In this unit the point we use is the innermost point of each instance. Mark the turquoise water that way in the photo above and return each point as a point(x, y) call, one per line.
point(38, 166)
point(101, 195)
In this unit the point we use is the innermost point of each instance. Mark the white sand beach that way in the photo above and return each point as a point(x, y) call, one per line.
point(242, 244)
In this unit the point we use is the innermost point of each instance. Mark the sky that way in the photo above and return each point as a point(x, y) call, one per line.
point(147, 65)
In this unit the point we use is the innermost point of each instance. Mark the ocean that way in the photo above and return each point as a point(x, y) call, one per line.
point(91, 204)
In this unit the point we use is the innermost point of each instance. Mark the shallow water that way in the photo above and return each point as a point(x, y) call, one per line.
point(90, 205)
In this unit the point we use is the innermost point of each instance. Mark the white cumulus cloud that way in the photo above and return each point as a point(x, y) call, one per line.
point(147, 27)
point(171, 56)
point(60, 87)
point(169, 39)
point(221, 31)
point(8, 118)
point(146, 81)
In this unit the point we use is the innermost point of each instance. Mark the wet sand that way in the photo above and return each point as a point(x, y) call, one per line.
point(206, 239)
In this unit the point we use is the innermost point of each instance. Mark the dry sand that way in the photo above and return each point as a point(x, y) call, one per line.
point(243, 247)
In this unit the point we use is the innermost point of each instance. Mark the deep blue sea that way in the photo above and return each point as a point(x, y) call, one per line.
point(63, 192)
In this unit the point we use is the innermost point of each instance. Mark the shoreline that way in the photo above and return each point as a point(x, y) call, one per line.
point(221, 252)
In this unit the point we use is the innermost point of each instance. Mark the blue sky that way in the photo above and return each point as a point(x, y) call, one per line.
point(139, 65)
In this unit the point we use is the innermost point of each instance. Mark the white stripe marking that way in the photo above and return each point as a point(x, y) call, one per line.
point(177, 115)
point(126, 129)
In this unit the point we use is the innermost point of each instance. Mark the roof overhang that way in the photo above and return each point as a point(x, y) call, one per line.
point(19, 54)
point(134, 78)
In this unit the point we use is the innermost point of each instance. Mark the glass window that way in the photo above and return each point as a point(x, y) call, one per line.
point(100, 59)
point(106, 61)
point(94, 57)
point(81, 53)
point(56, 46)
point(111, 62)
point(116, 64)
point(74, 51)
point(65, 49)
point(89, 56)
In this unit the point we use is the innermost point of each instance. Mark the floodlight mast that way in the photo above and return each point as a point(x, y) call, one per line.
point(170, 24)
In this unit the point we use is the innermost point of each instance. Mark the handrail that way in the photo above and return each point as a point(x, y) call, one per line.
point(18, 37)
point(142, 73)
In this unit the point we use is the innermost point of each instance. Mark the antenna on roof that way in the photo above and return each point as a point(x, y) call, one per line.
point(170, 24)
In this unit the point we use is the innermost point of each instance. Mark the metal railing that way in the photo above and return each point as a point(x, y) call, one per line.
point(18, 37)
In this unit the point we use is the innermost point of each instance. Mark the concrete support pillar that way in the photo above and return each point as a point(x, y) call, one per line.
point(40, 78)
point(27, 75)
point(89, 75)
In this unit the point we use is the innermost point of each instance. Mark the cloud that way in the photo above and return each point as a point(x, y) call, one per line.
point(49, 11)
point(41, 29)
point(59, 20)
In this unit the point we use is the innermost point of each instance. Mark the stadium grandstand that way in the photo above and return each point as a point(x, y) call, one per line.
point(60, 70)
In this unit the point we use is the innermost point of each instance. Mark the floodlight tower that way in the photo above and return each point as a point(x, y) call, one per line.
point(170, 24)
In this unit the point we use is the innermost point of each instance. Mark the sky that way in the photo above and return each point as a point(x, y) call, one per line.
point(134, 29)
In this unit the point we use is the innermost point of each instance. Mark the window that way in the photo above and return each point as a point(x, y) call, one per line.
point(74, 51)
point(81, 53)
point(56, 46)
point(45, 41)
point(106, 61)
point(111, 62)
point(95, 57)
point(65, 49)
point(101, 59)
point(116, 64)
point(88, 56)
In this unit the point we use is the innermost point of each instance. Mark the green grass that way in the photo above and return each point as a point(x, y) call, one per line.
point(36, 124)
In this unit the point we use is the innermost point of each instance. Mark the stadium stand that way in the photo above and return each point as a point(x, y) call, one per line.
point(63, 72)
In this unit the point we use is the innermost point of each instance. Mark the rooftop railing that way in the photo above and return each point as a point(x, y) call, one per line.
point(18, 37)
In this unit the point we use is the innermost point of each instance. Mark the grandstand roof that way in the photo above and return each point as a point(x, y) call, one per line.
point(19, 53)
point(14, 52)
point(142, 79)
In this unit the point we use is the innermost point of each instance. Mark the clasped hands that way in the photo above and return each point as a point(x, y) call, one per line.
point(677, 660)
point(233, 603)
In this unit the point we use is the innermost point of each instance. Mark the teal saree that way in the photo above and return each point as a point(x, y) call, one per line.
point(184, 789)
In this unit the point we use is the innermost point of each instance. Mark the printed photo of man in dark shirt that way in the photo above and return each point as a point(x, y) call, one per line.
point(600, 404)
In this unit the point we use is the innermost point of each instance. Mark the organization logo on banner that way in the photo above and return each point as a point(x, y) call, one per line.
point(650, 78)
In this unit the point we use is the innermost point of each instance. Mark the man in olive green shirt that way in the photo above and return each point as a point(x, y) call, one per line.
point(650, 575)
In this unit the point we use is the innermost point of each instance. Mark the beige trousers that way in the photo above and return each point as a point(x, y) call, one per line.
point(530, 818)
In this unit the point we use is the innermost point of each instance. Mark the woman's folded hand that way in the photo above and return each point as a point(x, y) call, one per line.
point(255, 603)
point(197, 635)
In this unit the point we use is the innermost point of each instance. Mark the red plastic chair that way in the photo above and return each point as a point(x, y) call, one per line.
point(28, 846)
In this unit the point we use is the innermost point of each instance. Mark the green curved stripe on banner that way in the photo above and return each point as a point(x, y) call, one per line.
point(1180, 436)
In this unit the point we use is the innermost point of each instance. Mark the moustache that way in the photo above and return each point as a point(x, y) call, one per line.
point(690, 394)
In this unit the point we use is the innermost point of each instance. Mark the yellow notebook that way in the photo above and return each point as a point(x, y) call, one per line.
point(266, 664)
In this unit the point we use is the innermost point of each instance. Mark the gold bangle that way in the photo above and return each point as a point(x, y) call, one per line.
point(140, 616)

__Aim of the exercise__:
Would you reproduce the full listing shown above, word for word?

__Finished exercise__:
In this unit the point we use is the innermost point of each instance. Mark the turquoise water that way in the photo above and return each point as a point(x, y) call, one per line.
point(38, 166)
point(101, 195)
In this unit the point we use is the innermost point of each instance. Mark the white sand beach that way in the photo above and return each point as a point(x, y) call, one per line.
point(242, 244)
In this unit the point we use is the innermost point of each instance. Mark the sky that way in the photo above and return each point as a point(x, y) call, one per line.
point(147, 65)
In this unit the point we use is the innermost point of each instance. Mark the ocean that way in the photo above and return each point as a point(x, y) call, one per line.
point(91, 204)
In this unit the point we use is the innermost point of each instance. Mark the shallow water that way in the photo above and return each point as a point(x, y) call, one per line.
point(90, 205)
In this unit the point we use is the innermost point of each instance. Mark the white cumulus cloud that way in the photo above and return each point as a point(x, y) call, one per line.
point(147, 27)
point(171, 56)
point(60, 87)
point(169, 39)
point(221, 31)
point(8, 118)
point(146, 81)
In this unit the point we use is the innermost point of each instance. Mark the wet sand that way in the photo above and return each point as a point(x, y) call, one per line.
point(206, 239)
In this unit the point we use is the innermost point of each instance. Mark the dry sand that way in the photo above and return each point as a point(x, y) call, one per line.
point(243, 247)
In this unit the point we use is the innermost point of each instance. Mark the deep blue sea that way in the photo above and return each point as a point(x, y) call, one per line.
point(63, 192)
In this unit the point we use is the innermost point of each instance. Mark the shoreline that way in the photo above and return each point as a point(x, y) call, one per line.
point(221, 252)
In this unit the point we use is the innermost point of each instance. Mark the blue sky that way in the photo above and return each point as a point(x, y) call, one per line.
point(139, 65)
In this unit the point we use is the innermost point of each instance. Mark the white stripe marking that way in the photo above and return each point as a point(x, y) call, one per line.
point(177, 115)
point(126, 129)
In this unit the point we use is the innermost point of each instance. Mark the roof overhang that way in the photo above and return each point as a point(x, y) call, one per line.
point(19, 54)
point(134, 78)
In this unit the point we use is the innermost point of each instance. Mark the glass window that way in the photo above and return each point as a point(x, y) call, one per line.
point(100, 59)
point(106, 61)
point(94, 57)
point(81, 53)
point(56, 46)
point(111, 62)
point(116, 64)
point(74, 51)
point(65, 49)
point(89, 56)
In this unit the point we use is the innermost point of each instance. Mark the floodlight mast that way in the photo above and return each point as a point(x, y) call, one per line.
point(170, 24)
In this unit the point we use is the innermost point of each instance. Mark the handrail that way in the photo above and return each point as a point(x, y) call, one per line.
point(18, 37)
point(142, 73)
In this unit the point we use is the innermost point of each instance. Mark the antenna on roof that way in the photo above and return each point as a point(x, y) call, one per line.
point(170, 24)
In this unit the point we use is the innermost point of each instance. Mark the metal railing that way in the photo above and return each point as a point(x, y) call, one per line.
point(18, 37)
In this unit the point we use is the innermost point of each instance. Mark the concrete support pillar that way in the photo above and return each point as a point(x, y) call, one per line.
point(40, 78)
point(27, 75)
point(89, 75)
In this unit the point we use is the innermost point of each instance. Mark the cloud that way in the photo above and return each point as a point(x, y) call, one per line.
point(49, 11)
point(41, 29)
point(59, 20)
In this unit the point we use is the innermost point of each instance. Mark the stadium grandstand that way in the photo above and return each point as a point(x, y) call, one per line.
point(60, 70)
In this unit the point we use is the innermost point of each instance. Mark the floodlight tower that way in the photo above and return each point as a point(x, y) call, one per line.
point(170, 24)
In this unit the point we use is the innermost point of each instance. Mark the sky that way in the photo above and return each point as a point(x, y) call, one per line.
point(134, 29)
In this unit the point we use is the innermost point of each instance. Mark the window that way in the photo above and return each point as a point(x, y) call, one per line.
point(74, 51)
point(81, 53)
point(56, 46)
point(45, 41)
point(106, 61)
point(111, 62)
point(95, 57)
point(65, 49)
point(101, 59)
point(116, 64)
point(88, 56)
In this unit the point we use is the innermost point of each instance. Mark the green grass that way in the photo above and return each point as a point(x, y) call, one per line.
point(36, 124)
In this unit the point we use is the innermost point of each instance. Mark the stadium stand that way in the photo above and return each point as a point(x, y) call, one per line.
point(63, 72)
In this unit the point we use is the innermost point of each instance. Mark the rooftop railing that way in the photo above and return each point as a point(x, y) call, one per line.
point(18, 37)
In this unit the point we use is the innermost point of each instance. Mark the grandstand roof that way in the photo above and return each point as a point(x, y) call, one per line.
point(19, 53)
point(14, 52)
point(142, 79)
In this unit the point we use is the innermost point of each instance. Mark the clasped hands that way in the photo above and return each point as a point(x, y) call, one per line.
point(677, 660)
point(233, 603)
In this unit the point we use is the innermost point of each instance. Mark the teal saree that way in the photo above and return each point as a point(x, y) call, one per line.
point(184, 789)
In this unit the point we use is the innermost point of each instance. Mark the printed photo of man in dark shirt that way in the photo above and return each point as a point(x, y) call, one per line.
point(600, 404)
In this unit the point we use is the innermost point of each instance. Mark the organization logo on banner that way in the photo above and return each point as a point(x, y) call, one per line.
point(650, 78)
In this unit the point we use is the innermost point of each instance. Mark the man in olive green shirt that way in the photo above and return each point as a point(x, y) call, one per line.
point(650, 575)
In this unit the point we use is the innermost point of each instance. Mark the beige trousers that way in the photo above and return each point as a point(x, y) call, one per line.
point(530, 818)
In this unit the point we use is the innermost point of each instance. Mark the woman's folded hand that way in the photo above and return each point as a point(x, y) call, one per line.
point(255, 603)
point(197, 635)
In this unit the point we use is the innermost point of each instance. Mark the red plastic chair that way in the photo above and return each point as a point(x, y) call, one per line.
point(28, 846)
In this unit the point we use is the innermost point of each instance. Mark the green curved stripe on banner that way in the photo above and return each point as a point(x, y) call, one per line.
point(1180, 436)
In this unit the point we use is the innermost point of each instance. Mark the moustache that way in the photo above and return each point as a point(x, y) call, one per line.
point(690, 394)
In this unit the point we use is the innermost point of each instance. Mark the yellow notebook that way in the photo above and return each point as a point(x, y) call, one per line.
point(266, 664)
In this unit the point we use is the innermost point of each instance. Mark the gold bangle that way in the photo above and return each point as a point(x, y) call, one per line.
point(140, 616)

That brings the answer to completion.